This opinion will be unpublished and

may not be cited except as provided by

Minn. Stat. § 480A.08, subd. 3 (2000).

 

STATE OF MINNESOTA

IN COURT OF APPEALS

C6-02-528

 

In Re the Matter of:

Michelle Marie Hinz, n/k/a

Michelle Marie Saiko, also

f/k/a  Michelle Marie Corcoran, petitioner,

Respondent,

 

vs.

 

Zachary Roger Hinz,

Respondent,

 

Marcia Hinz, Intervenor,

Appellant.

 

 

Filed November 5, 2002

Reversed and remanded

Toussaint, Chief Judge

 

Dakota County District Court

File No. F79813050

 

Todd R. Counters, 4660 Slater Road, Suite 250, Eagan, MN 55122 (for respondent Michelle Marie Hinz)

 

Zachary Roger Hinz, 6513 14th Avenue, Richfield, MN 55423 (pro se respondent)

 

Ronald B. Sieloff, Kent B. Gravelle, Sieloff and Associates, PA., Yankee Square Office III, 3460 Washington Drive, Suite 214, Eagan, MN 55121 (for appellant)

 

            Considered and decided by Toussaint, Chief Judge, Klaphake, Judge, and Minge, Judge.

 

U N P U B L I S H E D  O P I N I O N

 

TOUSSAINT, Chief Judge

 

            Appellant Marcia Hinz challenges the district court’s denial of her motion for visitation with her grandson, J.K.H.  Appellant claims that the district court erred when it (1) failed to consider additional evidence she submitted pursuant to her motion for amended findings and new trial; (2) concluded that it was not in the best interests of J.K.H to have visitation with appellant; (3) failed to address whether grandparent visitation would interfere with the parent-child relationship; and (4) failed to make its decision on the merits.  Because the district court erred by not considering the new evidence introduced by appellant in her motion for amended findings and new trial, we reverse and remand.

D E C I S I O N

            Appellant claims that the district court erred in not considering the additional evidence she submitted with her motion for amended findings and new trial.  We agree.

            On January 28, 2002, appellant filed a motion for amended findings and new trial and submitted new evidence for consideration.  The district court denied the motion, reasoning that “[a] ruling pursuant to Rule 52.02 of the Minnesota Rules of Civil Procedure prohibits the court from considering new evidence.”  While this is a generally correct statement of law, it was erroneously applied to the facts of this case.

Aim 1
Write out the court opinion word for word, everything from "On January 28, 2002, appellant" down to "of this case.".
Aim 2
According to the court opinion, on what date did the appellant file her motion for amended findings and new trial?

Material
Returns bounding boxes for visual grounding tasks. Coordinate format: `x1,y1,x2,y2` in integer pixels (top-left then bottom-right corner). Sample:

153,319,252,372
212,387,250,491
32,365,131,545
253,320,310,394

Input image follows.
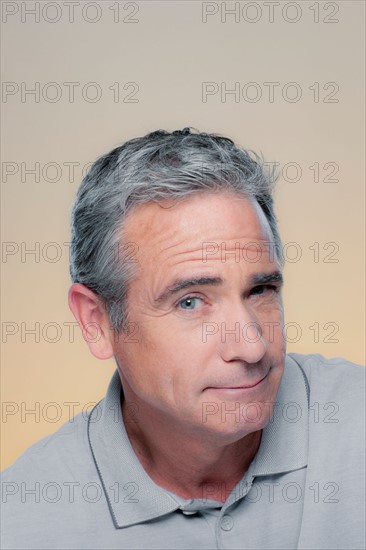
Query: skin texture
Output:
69,192,285,501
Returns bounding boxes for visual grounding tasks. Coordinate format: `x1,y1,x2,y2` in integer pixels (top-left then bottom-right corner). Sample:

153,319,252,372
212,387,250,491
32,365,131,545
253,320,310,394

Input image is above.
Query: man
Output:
2,128,365,550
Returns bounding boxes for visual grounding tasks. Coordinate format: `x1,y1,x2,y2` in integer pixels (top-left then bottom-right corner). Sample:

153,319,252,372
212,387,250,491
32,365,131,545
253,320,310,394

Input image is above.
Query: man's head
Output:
70,128,282,332
70,131,285,442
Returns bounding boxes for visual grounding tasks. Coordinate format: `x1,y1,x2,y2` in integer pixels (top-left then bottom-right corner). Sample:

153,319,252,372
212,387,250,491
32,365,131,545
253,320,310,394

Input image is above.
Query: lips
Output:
206,372,268,390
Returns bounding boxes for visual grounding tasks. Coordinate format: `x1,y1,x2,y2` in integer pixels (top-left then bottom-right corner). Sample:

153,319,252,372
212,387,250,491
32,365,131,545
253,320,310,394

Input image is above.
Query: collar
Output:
88,356,308,528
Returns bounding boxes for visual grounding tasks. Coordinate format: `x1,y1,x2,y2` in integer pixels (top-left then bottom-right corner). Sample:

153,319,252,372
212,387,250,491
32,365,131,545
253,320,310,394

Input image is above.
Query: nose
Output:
219,304,268,363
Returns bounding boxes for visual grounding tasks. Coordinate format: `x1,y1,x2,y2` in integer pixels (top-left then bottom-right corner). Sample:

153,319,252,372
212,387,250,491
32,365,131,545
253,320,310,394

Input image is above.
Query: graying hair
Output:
70,128,283,333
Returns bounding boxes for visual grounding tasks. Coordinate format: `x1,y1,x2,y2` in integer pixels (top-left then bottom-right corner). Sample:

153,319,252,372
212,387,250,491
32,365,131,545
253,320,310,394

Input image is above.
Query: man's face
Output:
114,193,285,444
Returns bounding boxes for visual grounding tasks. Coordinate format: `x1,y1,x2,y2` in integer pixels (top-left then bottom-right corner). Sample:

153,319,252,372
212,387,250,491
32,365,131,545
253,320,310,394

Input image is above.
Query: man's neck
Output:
122,400,262,502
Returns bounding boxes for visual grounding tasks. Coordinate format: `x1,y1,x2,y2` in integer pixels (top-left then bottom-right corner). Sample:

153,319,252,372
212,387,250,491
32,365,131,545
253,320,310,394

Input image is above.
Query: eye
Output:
176,296,203,311
250,285,279,296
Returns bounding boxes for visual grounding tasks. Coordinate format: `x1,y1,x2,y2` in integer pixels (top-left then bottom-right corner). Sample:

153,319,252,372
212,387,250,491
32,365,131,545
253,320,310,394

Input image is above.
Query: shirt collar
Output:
88,356,308,528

Task solution 1
On January 28, 2002, appellant filed a motion for amended findings and new trial and submitted new evidence for consideration.  The district court denied the motion, reasoning that “[a] ruling pursuant to Rule 52.02 of the Minnesota Rules of Civil Procedure prohibits the court from considering new evidence.”  While this is a generally correct statement of law, it was erroneously applied to the facts of this case.

Task solution 2
January 28, 2002